══ Fragmento mostrado ══

Sí, así es. Bartolomé Gormaz dice
literalmente que él respondió «como se esperaba de un hombre de su condición»,
es decir, con su fortuna. Hay una cuestión curiosa y es que a todas las
personas que llevaron en volandas a Alfonso XII al trono, el monarca les premió
después con un título nobiliario y, si rastreamos sus blasones, detrás de las
palabras marqués o conde, el primer vocablo que aparece es el nombre de sus
fincas y plantaciones de ultramar, lo que nos da idea de lo interesados que
estaban estos hacendados en el retorno de la monarquía. Detrás de movimientos
de este estilo o de una guerra, suele haber siempre una motivación económica.
Las Antillas y la Península Ibérica son los dos escenarios donde se desarrolla
‘Desaparecida en Siboney’. ¿Los antillanos conocían bien lo que ocurría en la
Península y viceversa, o eran mundos que vivían ignorantes de lo que pasaba en
cada lugar?
No, no, de ignorantes nada. Lo que ocurría
en ambos lados era el anverso y el reverso de una misma historia. Los que
negaban el asunto de la esclavitud eran los mismos que pensaban que la
provincia más rica de España iba a dejar de serlo. Tenemos que pensar que en 1875
todos los inventos llegaban a Nueva York y a La Habana, de este modo nos
daremos cuenta del nivel de vida de la clase alta isleña, que vivía un lujo y
una ostentación tremenda, en enorme contraste de la existencia que padecían los
esclavos.

═══

Tareas pendientes
a - Indica si cada afirmación concuerda con el fragmento y responde sí o no citando literalmente las palabras que lo deciden. (i) Alfonso XII dio un título nobiliario a quienes lo llevaron al trono. (ii) Los antillanos ignoraban lo que sucedía en la Península. (iii) En 1875 los inventos llegaban a Nueva York y a La Habana.
b - Contesta con el fragmento:
(i) ¿Qué suele haber detrás de movimientos de este estilo o de una guerra?
(ii) ¿Cuáles son los dos escenarios donde se desarrolla 'Desaparecida en Siboney'?
(iii) ¿Qué vocablo aparece primero en los blasones detrás de las palabras marqués o conde?
c - Transcribe sin cambios el tramo del fragmento que empieza con «Sí, así es.» y continúa hasta «cada lugar?».
Los datos no tienen relación con el fragmento.

══ Datos proporcionados ══

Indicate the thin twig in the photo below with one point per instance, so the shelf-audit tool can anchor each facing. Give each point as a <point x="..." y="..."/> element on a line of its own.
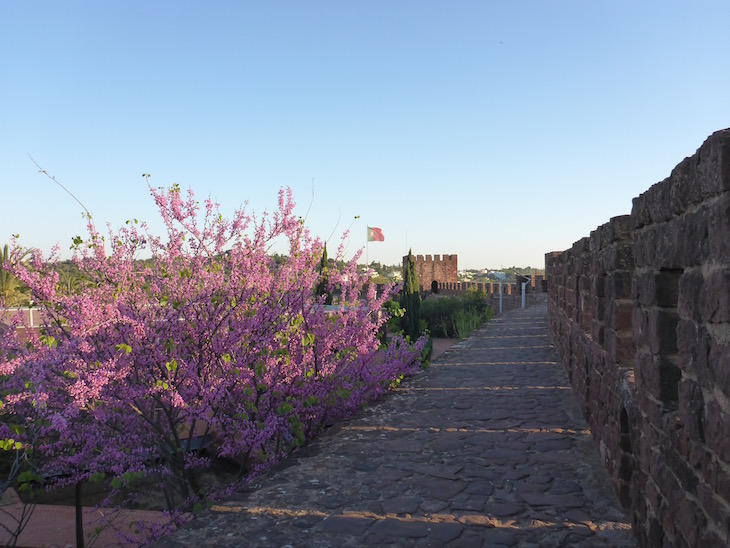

═══

Soluciones resueltas
a -
(i) Sí: «el monarca les premió después con un título nobiliario».
(ii) No: «No, no, de ignorantes nada».
(iii) Sí: «en 1875 todos los inventos llegaban a Nueva York y a La Habana».

b -
(i) Una motivación económica.
(ii) Las Antillas y la Península Ibérica.
(iii) El nombre de sus fincas y plantaciones de ultramar.

c -
Sí, así es. Bartolomé Gormaz dice
literalmente que él respondió «como se esperaba de un hombre de su condición»,
es decir, con su fortuna. Hay una cuestión curiosa y es que a todas las
personas que llevaron en volandas a Alfonso XII al trono, el monarca les premió
después con un título nobiliario y, si rastreamos sus blasones, detrás de las
palabras marqués o conde, el primer vocablo que aparece es el nombre de sus
fincas y plantaciones de ultramar, lo que nos da idea de lo interesados que
estaban estos hacendados en el retorno de la monarquía. Detrás de movimientos
de este estilo o de una guerra, suele haber siempre una motivación económica.
Las Antillas y la Península Ibérica son los dos escenarios donde se desarrolla
‘Desaparecida en Siboney’. ¿Los antillanos conocían bien lo que ocurría en la
Península y viceversa, o eran mundos que vivían ignorantes de lo que pasaba en
cada lugar?